• **TEXT BLOCK**
· · · · · · ·

If we could time travel five, 15, or 20 years into the future, what would we see? It doesn’t take a team of futurists to imagine a continuing evolution of intelligent, robotic, connected, digital, and social technology innovations persisting for decades to come.
Automated, smart, digitised, and autonomous are some of the design qualities likely to define the future tools we’ll see across society: business, manufacturing, retail, service, agriculture, military, healthcare, leisure, entertainment, domestic, and even sexbots. Surveillance, omniscience, and control are some key features of the coming waves of gadgetry that could put seemingly god-like powers into the hands of mere mortals.
But reality is not as mythical as we might imagine. While exciting images of the high-tech future captivate us, it is essential to stay grounded about the future. What is less readily conjectured among most future predictions is a depiction of the way that disruptive technologies may actually affect daily life in the future, once they become normalised and somewhat taken for granted.

· · · · · · ·

• **LISTED ENTRIES**
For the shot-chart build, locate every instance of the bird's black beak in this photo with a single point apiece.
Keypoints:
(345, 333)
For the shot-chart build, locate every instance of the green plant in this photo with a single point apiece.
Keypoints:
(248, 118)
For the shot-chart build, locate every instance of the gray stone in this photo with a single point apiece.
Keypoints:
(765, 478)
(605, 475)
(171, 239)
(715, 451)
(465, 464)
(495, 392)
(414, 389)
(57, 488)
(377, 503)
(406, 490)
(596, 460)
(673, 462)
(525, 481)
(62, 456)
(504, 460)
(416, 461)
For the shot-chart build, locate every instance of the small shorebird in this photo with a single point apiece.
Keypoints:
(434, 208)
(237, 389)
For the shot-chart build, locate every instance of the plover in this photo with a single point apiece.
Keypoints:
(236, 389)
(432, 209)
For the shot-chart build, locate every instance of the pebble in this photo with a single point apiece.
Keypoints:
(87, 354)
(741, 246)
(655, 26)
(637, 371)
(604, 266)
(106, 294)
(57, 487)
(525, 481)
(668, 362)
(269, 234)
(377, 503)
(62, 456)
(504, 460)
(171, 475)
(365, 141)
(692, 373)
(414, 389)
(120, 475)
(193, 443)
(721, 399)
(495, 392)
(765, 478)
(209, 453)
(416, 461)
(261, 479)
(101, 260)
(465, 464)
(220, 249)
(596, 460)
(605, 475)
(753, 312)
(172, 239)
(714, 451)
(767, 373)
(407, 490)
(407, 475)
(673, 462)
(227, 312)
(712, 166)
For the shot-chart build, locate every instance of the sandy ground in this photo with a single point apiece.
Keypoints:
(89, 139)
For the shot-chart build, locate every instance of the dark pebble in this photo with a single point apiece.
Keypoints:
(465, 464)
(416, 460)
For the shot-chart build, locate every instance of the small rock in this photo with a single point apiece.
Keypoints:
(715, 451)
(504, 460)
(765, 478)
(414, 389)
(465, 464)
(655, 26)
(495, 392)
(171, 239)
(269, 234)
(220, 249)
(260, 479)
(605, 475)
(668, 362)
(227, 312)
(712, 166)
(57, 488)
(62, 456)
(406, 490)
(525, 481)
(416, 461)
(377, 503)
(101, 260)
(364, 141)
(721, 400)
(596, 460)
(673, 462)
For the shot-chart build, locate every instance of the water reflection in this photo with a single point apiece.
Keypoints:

· · · · · · ·

• **REQUIRED ACTIONS**
[1] From the passage on future technology, echo the words starting with "But reality is" and going on through "taken for granted.".
[2] According to the passage on future technology, what are the key features of the coming waves of gadgetry?
[3] Render this sentence from the passage on future technology in Spanish: "But reality is not as mythical as we might imagine."

• **RESULTS FOR EACH TASK**
[1]
But reality is not as mythical as we might imagine. While exciting images of the high-tech future captivate us, it is essential to stay grounded about the future. What is less readily conjectured among most future predictions is a depiction of the way that disruptive technologies may actually affect daily life in the future, once they become normalised and somewhat taken for granted.

[2] Surveillance, omniscience, and control.

[3] Pero la realidad no es tan mítica como podríamos imaginar.